*** Material for the task ***

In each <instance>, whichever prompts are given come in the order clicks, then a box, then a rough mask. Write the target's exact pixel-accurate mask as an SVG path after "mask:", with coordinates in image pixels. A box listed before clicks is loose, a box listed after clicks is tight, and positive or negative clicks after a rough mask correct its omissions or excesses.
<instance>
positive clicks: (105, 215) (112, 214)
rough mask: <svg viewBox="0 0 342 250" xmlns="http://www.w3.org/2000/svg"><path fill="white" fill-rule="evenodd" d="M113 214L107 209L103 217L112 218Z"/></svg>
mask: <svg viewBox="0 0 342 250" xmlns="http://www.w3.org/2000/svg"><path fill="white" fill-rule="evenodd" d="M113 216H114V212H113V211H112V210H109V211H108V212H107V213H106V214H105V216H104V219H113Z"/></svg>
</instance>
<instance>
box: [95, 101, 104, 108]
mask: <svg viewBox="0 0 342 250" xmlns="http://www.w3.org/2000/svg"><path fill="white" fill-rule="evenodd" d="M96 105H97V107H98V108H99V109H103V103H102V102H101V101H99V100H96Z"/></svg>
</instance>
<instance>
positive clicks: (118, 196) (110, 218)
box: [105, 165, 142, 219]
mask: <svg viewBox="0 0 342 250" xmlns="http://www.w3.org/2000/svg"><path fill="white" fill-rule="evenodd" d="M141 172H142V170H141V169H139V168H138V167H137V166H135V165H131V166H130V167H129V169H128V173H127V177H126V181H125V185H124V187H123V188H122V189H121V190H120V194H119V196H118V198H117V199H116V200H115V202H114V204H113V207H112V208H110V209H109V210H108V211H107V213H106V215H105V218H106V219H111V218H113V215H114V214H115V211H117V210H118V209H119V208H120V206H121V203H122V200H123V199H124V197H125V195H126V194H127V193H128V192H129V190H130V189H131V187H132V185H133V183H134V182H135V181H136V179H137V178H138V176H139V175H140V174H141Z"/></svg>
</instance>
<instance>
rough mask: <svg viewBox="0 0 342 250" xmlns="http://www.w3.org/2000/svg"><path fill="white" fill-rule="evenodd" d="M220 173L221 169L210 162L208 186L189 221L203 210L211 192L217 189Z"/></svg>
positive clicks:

***
*** Material for the task ***

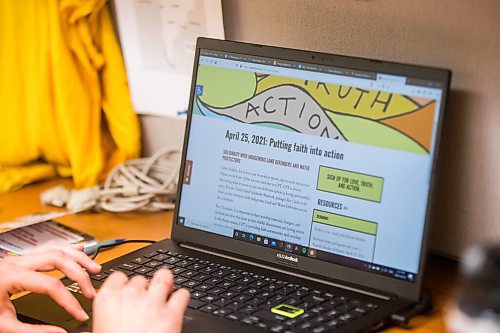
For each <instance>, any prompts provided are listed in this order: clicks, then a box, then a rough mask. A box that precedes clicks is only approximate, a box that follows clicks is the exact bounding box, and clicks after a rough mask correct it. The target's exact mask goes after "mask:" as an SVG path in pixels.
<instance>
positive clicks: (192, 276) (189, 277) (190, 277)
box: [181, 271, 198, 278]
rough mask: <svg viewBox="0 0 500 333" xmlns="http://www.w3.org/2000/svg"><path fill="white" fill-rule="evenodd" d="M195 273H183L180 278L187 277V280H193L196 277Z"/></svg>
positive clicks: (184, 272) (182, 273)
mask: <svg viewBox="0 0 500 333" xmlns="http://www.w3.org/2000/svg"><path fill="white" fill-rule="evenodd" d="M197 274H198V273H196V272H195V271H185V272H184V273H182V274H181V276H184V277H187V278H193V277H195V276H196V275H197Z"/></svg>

***

Activity - All lines in the listing above from the line containing "box: [95, 101, 104, 108]" to the line containing "positive clicks: (118, 196) (110, 218)", inclusive, should be retyped exactly; no other lines should appear.

Response area -
box: [95, 101, 104, 108]
mask: <svg viewBox="0 0 342 250" xmlns="http://www.w3.org/2000/svg"><path fill="white" fill-rule="evenodd" d="M96 105H97V107H98V108H99V109H103V103H102V102H101V101H99V100H96Z"/></svg>
</instance>
<instance>
positive clicks: (118, 196) (110, 218)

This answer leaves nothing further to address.